Study text

Three’s the charm for the third annual Big Orange Music Festival held on November 3 in Punta Gorda, Florida, featuring wild, high-energy performances by headliners Trombone Shorty & Orleans Avenue, The Honey IslandSwamp Band with Robert Randolph and more. Fueled by world-class acts from diverse genres including blues, Americana, Southern rock, country, funk and soul and boundless determination on the part of promoters and fans to overcome everything from hurricanes to last-minute lineup changes, Big Orange Music Festival has firmly established itself as one of the best small music events in Florida.
Last year, Hurricane Irma slammed Southwest Florida on September 9, forcing BOMF to cancel and reschedule, and this year rising stars Lukas Nelson & The Promise of the Real cancelled due to unforeseen circumstances just five days before the festival, sending father-and-son promotion team Nick and Matthew Nemec scrambling to find a replacement. Luckily, Robert Randolph, who is quite possibly the best pedal steel guitarist alive today, rode to the rescue, to the delight of music enthusiasts.

Activity 1
Answer these about the festival report:
(a) On what date was the third annual festival held?
(b) Which act cancelled five days before the festival?
(c) Who make up the father-and-son promotion team?
Activity 2
Carry the festival report on past its final sentence.
The material after the festival report has nothing to do with it.

Data
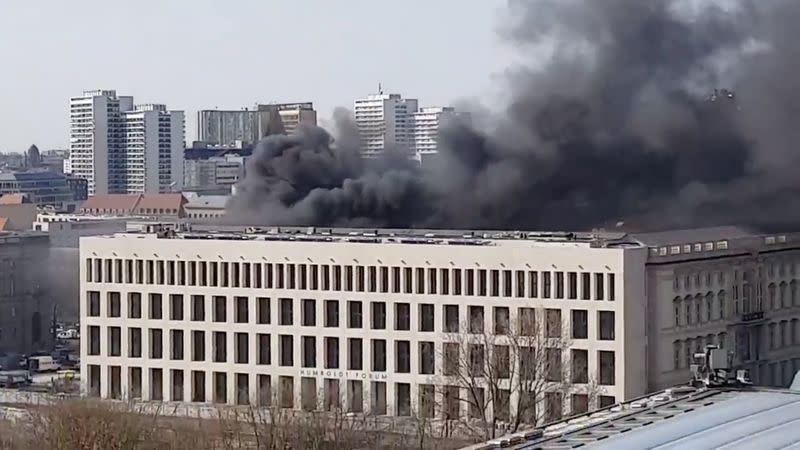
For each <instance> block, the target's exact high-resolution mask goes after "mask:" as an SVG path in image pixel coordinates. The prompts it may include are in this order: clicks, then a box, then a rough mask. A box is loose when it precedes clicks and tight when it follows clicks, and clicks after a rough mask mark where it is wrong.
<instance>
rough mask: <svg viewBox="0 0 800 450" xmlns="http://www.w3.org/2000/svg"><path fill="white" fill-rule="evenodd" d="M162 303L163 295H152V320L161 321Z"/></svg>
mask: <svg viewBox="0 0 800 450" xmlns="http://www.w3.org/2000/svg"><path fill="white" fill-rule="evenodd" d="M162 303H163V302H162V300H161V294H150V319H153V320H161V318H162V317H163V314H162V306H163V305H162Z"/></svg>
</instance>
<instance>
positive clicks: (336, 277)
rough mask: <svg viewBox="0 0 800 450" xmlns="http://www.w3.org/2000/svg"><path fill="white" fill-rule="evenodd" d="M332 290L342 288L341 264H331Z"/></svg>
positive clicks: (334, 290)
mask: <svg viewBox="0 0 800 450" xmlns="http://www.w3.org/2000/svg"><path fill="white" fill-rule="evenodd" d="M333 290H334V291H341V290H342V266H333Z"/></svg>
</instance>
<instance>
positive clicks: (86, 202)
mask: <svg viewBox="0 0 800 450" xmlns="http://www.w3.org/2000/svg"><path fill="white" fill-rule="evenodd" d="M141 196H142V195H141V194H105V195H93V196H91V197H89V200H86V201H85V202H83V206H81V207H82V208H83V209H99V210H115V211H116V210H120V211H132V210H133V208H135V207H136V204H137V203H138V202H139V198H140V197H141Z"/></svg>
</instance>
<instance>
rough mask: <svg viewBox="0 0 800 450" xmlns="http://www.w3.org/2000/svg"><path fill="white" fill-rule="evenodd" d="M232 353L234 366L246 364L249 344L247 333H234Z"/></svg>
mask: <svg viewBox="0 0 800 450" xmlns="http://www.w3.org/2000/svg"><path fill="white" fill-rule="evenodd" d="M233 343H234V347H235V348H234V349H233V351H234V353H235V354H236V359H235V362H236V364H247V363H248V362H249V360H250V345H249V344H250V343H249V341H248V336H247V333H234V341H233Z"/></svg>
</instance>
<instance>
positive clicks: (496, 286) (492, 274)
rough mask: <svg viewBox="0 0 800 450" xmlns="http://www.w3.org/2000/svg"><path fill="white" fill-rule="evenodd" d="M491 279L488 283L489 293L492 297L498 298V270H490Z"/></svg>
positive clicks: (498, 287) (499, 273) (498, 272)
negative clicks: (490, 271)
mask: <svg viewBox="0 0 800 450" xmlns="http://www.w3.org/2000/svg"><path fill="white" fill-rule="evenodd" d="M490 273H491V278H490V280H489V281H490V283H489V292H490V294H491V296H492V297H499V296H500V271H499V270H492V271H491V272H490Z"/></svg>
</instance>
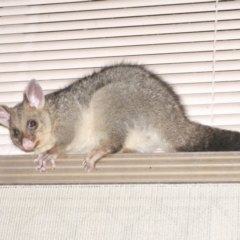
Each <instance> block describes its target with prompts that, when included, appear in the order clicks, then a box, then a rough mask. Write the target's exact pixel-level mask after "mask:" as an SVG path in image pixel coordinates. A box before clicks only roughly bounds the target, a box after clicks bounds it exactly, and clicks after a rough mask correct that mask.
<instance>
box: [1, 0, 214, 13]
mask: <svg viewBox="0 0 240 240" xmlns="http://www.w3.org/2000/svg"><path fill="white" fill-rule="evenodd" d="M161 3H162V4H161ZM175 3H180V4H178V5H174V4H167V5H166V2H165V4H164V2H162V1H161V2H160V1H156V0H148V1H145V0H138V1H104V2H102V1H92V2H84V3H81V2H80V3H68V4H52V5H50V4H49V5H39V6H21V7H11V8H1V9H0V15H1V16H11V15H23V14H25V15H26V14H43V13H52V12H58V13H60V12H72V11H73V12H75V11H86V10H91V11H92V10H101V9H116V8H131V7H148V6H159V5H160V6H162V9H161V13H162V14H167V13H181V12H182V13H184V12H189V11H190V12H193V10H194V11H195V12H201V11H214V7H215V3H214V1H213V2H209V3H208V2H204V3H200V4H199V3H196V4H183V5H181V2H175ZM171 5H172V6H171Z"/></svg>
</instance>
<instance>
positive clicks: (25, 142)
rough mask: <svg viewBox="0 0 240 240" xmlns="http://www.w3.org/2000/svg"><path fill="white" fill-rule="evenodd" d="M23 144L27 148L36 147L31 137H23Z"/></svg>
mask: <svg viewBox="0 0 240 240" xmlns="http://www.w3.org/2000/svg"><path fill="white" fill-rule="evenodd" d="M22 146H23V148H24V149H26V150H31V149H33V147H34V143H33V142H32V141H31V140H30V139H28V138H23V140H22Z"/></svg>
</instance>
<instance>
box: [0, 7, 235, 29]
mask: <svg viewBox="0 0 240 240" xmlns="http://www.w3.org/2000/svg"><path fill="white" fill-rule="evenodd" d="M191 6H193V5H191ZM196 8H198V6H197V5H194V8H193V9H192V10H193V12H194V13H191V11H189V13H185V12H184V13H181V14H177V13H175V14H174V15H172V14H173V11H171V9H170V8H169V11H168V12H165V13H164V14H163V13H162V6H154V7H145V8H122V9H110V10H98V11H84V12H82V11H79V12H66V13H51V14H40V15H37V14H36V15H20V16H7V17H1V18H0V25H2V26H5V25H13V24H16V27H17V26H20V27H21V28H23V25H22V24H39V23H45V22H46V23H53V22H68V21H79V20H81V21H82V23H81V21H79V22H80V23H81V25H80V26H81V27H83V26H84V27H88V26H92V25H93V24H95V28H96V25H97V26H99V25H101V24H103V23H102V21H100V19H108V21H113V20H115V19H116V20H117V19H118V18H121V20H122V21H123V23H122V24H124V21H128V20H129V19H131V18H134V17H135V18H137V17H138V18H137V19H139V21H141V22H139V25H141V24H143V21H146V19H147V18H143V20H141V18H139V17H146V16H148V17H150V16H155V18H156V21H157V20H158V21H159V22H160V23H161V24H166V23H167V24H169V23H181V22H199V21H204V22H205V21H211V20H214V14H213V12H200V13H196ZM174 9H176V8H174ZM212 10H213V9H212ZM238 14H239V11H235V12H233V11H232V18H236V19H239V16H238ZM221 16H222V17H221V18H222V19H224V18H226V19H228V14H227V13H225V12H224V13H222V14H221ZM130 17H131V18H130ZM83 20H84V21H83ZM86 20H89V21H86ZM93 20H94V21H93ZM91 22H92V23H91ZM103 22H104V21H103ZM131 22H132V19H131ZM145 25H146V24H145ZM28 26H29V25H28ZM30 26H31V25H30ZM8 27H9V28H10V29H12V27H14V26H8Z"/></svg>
---
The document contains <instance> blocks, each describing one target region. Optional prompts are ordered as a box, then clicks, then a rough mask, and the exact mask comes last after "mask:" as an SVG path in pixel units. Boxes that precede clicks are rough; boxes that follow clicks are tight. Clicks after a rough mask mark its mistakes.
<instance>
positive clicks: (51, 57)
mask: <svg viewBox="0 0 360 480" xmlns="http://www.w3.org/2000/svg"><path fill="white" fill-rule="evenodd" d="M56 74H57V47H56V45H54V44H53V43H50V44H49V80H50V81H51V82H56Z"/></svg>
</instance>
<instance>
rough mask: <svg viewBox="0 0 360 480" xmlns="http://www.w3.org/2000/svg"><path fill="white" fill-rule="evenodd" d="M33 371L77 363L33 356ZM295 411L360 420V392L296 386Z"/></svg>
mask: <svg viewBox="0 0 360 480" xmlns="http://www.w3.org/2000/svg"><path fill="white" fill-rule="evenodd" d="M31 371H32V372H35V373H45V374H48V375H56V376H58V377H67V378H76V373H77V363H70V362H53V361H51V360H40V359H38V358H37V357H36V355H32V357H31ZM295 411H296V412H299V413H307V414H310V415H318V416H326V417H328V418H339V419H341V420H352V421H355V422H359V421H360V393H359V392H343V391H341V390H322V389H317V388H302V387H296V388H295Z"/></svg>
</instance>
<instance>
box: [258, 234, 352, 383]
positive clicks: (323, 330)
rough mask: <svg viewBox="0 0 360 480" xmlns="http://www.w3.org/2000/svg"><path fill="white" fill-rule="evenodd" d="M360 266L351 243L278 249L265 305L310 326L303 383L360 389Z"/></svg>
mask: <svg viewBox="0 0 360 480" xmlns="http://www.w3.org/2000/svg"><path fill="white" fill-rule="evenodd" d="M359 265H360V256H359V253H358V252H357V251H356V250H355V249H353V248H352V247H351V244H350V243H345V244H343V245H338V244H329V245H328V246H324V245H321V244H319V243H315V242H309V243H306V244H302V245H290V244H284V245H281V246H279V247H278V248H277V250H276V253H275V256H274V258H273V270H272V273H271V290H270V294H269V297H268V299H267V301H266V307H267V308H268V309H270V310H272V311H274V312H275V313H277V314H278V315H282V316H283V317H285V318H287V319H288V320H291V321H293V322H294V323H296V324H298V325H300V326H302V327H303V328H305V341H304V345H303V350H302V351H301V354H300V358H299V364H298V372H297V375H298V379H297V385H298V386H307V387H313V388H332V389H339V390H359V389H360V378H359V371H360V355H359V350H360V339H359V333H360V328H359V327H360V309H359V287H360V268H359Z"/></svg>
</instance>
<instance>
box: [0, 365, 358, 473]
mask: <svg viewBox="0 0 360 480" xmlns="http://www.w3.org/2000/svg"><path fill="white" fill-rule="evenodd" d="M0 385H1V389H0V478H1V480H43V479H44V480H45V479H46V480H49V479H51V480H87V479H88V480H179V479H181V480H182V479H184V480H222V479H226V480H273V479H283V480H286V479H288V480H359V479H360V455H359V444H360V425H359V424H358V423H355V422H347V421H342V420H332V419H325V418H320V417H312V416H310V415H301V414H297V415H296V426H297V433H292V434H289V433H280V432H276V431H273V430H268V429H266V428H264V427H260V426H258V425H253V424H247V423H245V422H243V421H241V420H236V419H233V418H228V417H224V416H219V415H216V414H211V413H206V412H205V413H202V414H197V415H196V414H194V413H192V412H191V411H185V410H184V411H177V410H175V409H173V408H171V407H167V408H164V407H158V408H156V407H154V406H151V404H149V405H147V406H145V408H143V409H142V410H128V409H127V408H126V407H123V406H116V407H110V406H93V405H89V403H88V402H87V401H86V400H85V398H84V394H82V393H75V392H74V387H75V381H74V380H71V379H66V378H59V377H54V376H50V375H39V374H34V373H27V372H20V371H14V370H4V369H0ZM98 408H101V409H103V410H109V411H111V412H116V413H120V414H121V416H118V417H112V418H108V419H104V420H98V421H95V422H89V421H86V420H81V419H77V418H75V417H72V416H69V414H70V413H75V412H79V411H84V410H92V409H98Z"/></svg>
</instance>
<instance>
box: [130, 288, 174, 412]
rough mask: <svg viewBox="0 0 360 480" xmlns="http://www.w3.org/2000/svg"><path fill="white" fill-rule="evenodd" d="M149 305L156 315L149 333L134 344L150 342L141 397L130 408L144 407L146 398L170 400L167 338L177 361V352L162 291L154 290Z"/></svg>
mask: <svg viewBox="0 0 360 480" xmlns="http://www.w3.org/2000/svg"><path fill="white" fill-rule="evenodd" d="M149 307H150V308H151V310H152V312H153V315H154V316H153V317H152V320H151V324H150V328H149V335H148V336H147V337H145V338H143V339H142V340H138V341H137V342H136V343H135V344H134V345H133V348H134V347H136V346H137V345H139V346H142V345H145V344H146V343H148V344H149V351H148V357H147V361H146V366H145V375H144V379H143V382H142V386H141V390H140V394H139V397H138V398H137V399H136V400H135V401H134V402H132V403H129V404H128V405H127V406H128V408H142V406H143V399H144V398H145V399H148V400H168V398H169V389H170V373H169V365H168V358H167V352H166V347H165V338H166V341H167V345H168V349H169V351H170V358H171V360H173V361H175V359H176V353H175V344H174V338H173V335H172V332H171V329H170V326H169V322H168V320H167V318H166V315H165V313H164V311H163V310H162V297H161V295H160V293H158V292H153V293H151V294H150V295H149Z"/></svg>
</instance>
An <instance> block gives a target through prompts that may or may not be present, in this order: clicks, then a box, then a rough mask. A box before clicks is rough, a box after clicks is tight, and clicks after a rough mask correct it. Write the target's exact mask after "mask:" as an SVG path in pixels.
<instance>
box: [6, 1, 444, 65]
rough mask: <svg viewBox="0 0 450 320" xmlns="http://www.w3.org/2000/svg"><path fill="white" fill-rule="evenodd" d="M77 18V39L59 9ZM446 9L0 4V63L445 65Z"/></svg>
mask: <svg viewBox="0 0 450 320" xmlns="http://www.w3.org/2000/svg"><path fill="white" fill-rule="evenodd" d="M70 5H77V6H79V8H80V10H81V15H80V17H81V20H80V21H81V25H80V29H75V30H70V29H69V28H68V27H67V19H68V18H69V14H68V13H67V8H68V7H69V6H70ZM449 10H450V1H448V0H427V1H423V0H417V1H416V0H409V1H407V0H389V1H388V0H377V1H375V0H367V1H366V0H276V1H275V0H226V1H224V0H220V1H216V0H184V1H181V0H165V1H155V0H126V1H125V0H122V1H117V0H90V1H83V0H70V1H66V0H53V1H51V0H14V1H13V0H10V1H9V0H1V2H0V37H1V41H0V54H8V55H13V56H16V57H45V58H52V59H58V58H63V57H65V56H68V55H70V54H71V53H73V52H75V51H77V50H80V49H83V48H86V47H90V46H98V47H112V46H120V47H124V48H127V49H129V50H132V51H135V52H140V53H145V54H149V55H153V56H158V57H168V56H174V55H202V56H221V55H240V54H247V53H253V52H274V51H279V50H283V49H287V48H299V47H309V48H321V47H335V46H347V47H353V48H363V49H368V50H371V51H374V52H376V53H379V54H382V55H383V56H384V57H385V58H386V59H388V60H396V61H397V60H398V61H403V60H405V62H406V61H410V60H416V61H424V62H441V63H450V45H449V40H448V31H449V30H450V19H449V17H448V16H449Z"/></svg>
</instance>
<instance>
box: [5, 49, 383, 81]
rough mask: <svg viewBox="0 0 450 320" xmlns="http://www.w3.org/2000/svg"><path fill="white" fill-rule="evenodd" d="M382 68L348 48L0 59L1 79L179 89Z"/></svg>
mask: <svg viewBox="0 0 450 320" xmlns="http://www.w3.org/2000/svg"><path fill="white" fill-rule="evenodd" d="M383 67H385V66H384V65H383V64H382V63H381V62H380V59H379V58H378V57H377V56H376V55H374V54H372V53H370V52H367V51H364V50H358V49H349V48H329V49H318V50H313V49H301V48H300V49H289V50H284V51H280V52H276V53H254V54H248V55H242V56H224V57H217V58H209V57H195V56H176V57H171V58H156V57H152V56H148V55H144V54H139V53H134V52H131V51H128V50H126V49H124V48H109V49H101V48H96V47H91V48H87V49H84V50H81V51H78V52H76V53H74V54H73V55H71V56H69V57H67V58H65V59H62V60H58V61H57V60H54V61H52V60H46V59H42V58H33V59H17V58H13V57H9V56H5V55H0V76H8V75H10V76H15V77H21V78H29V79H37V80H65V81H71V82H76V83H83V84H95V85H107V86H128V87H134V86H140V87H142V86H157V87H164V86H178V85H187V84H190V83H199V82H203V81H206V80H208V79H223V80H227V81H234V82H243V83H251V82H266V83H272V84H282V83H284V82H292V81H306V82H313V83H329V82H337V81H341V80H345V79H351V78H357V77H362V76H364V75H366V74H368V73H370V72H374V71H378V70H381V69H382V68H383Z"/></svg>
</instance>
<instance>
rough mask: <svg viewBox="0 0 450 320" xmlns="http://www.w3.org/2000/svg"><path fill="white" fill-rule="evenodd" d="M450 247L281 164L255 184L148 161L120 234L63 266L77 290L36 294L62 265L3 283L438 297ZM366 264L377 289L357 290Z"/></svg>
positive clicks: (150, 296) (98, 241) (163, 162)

Response box 1
(a) November 3
(b) Lukas Nelson & The Promise of the Real
(c) Nick and Matthew Nemec

Response box 2
Neither event deterred the Nemecs or fans from throwing their support behind the festival. Around 1,800 music lovers showed up at Laishley Park on the banks of the Peace River in historic Punta Gorda to boogie and soak up the music which also included performances by Southwest Florida’s powerhouse bluesmen Sean Chambers Band, indie rock and pop artists Ben Sparaco & The New Effect, country rebel Whey Jennings, and local roots musicians Michael Haymans and his Hibiscus Band.
The weather couldn’t have been better or the scenery more beautiful, with sunshine sparkling off the pristine waters of the Peace River. Openers Michael Haymans and His Hibiscus Band warmed up a small crowd that trickled in early for the festivities but which grew in enthusiasm and size by the time Whey Jennings took the stage.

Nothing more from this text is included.